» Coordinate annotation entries
________________

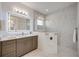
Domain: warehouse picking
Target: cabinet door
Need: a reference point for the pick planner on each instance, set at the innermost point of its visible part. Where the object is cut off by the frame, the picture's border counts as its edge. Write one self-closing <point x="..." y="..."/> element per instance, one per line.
<point x="20" y="47"/>
<point x="9" y="48"/>
<point x="24" y="45"/>
<point x="0" y="49"/>
<point x="28" y="44"/>
<point x="35" y="42"/>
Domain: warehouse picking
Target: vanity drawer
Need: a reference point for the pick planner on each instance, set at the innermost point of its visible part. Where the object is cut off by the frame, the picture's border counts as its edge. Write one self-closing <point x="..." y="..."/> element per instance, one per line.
<point x="9" y="48"/>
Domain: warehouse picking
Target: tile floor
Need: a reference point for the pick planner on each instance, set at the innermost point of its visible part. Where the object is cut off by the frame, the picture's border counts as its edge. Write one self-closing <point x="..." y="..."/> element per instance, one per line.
<point x="41" y="53"/>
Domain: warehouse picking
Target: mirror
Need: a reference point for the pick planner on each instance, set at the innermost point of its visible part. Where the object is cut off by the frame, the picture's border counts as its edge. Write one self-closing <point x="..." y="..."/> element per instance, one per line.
<point x="18" y="23"/>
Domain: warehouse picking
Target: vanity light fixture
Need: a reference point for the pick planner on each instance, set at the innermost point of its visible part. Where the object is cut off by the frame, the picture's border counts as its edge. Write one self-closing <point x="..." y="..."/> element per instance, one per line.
<point x="20" y="11"/>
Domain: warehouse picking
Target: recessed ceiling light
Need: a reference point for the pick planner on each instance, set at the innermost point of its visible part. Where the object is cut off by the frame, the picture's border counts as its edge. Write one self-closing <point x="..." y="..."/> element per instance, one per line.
<point x="46" y="10"/>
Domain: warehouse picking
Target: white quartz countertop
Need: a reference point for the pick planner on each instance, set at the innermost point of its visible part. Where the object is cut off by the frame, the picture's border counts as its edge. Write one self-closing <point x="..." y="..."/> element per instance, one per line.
<point x="15" y="37"/>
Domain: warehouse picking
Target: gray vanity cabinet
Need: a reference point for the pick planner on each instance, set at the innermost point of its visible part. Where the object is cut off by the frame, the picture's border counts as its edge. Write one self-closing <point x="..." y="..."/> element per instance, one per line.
<point x="20" y="47"/>
<point x="9" y="48"/>
<point x="35" y="42"/>
<point x="24" y="45"/>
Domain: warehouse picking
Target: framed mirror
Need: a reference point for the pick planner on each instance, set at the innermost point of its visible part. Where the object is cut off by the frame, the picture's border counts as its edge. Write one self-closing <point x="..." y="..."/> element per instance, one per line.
<point x="18" y="22"/>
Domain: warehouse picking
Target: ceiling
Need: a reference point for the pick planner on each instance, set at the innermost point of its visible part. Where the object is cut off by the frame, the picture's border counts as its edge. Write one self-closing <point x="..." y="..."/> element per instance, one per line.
<point x="47" y="7"/>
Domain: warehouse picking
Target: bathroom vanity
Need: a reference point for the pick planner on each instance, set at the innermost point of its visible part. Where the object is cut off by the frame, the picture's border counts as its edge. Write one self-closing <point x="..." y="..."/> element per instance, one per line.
<point x="18" y="46"/>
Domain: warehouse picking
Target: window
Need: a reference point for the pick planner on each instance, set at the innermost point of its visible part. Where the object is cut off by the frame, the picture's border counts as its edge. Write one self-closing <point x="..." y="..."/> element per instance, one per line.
<point x="39" y="22"/>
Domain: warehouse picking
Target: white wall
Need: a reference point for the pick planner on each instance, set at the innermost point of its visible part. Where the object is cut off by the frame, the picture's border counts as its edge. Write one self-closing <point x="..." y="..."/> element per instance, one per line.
<point x="63" y="22"/>
<point x="8" y="7"/>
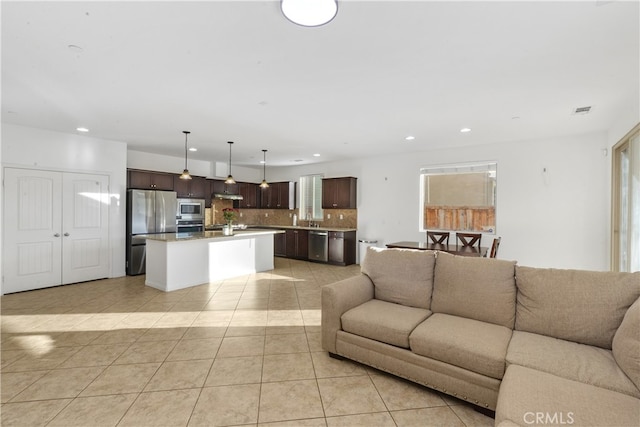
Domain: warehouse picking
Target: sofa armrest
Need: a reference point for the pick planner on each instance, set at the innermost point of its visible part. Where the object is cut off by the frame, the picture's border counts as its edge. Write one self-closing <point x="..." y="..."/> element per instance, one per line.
<point x="337" y="299"/>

________________

» Exercise prompt
Set down the material above as is, without any pictures.

» The completed task
Domain: warehouse picking
Target: cabinet door
Need: a reference point for the pick planner on each instance, set at the innermost point of its visible part. Where the object is cut off by the frame, the picture's border counts as its edge. Write one self-closing <point x="..." y="..."/> element per instance, one per line.
<point x="20" y="47"/>
<point x="9" y="48"/>
<point x="24" y="45"/>
<point x="0" y="49"/>
<point x="28" y="44"/>
<point x="35" y="42"/>
Domain: warehouse picking
Target: vanity drawer
Need: a reference point for the pick planner on each instance, set at the innermost point of its visible part. Where the object is cut off by the frame, the picture's border counts as its edge. Write one self-closing <point x="..." y="..."/> element per instance, one per line.
<point x="9" y="48"/>
Domain: warehouse picking
Target: tile floor
Need: a reference point for the pick planner on each instance, set at the innermost point of its visible part. Where the object is cut off by the frame, the picture's border counts as its edge. Write one self-closing <point x="..." y="..."/> element per instance, one per line.
<point x="41" y="53"/>
Domain: warehouse picking
Target: mirror
Need: a reference point for the pick planner on each instance, set at the innermost point of its visible part. Where the object is cut off by the frame, the picture's border counts as its edge. Write one self-closing <point x="..." y="..."/> element per instance, one per line.
<point x="18" y="23"/>
Domain: warehouse picking
Target: vanity light fixture
Need: a reference point for the pick planner on each instance, set at the innermost point of its visible part. Where the object is cut off by the frame, the picture's border counts as its edge. Write one self-closing <point x="..." y="..."/> element per instance, one per line.
<point x="20" y="11"/>
Domain: warehouse picking
Target: recessed ceiling light
Need: a reference point for the pick planner on each instance, set at the innermost point of its visible part. Where the object is cut off by the frame, the picture's border counts as its edge. Write one self-closing <point x="..." y="..."/> element per instance, one per line.
<point x="46" y="10"/>
Domain: warehouse picking
Target: white quartz countertop
Need: a reference point for the pick planner on each instance, set at the innermost point of its visible part. Where the object is cut off by the frame, the picture's border counts as its edge. Write one self-closing <point x="..." y="..."/> element per instance, one per line.
<point x="15" y="37"/>
Domain: warehouse picking
Target: gray vanity cabinet
Need: a reference point for the pick planner on each instance, set at the innermost point of its visible part. Where the object is cut off by the frame, the picture's border counts as its edge. Write one self-closing <point x="..." y="..."/> element per instance, one per line.
<point x="20" y="47"/>
<point x="9" y="48"/>
<point x="35" y="42"/>
<point x="24" y="45"/>
Domain: warehouse picking
Target: framed mirror
Need: a reference point for the pick planner on each instance, set at the innermost point of its visible part. Where the object is cut off by the frame, the picture's border counts as its edge. Write one self-closing <point x="..." y="..."/> element per instance, one per line.
<point x="18" y="22"/>
Domain: warehouse picking
Target: ceiling
Need: a reference point for the pick planner on each instance, set at the innermost point of its visible part. Where the object is cut off by the frame, the picture's border counts as its edge. Write one self-closing <point x="..." y="..."/> element per instance, one per line.
<point x="47" y="7"/>
Domain: warehouse picking
Target: bathroom vanity
Need: a reference point for the pick planner on each instance, set at the innermost point of its visible part. Where the object is cut off by the frame, the picture's border counts as its edge. Write one self-closing <point x="..." y="..."/> element per instance, one per line.
<point x="18" y="46"/>
Domain: warehouse picking
Target: window
Need: a reference point for the pick planner on each instance, set at the innermost point of its visible part. Where the object is cut off by the frame, the picture's border counts as its edge. Write one self-closing <point x="..." y="..."/> element per instance, one per line.
<point x="39" y="22"/>
Domain: warehouse picking
Target: white wall
Need: a reference point for the pick planner on each instance, set at the innermost point of its visible part. Where the object is cut off by the frame, the picture's border counts as its edge. Write one self-closing <point x="..." y="..."/> element per instance, one per line.
<point x="63" y="22"/>
<point x="8" y="7"/>
Domain: warehouse picking
Target: sofa armrest
Need: a reference point for the pick planner on each instance, set at the innermost point of its visible part. Where the object is cut off by the frame, the picture's border counts as its edge. Write one self-closing <point x="..." y="..."/> element per instance, one per line.
<point x="337" y="299"/>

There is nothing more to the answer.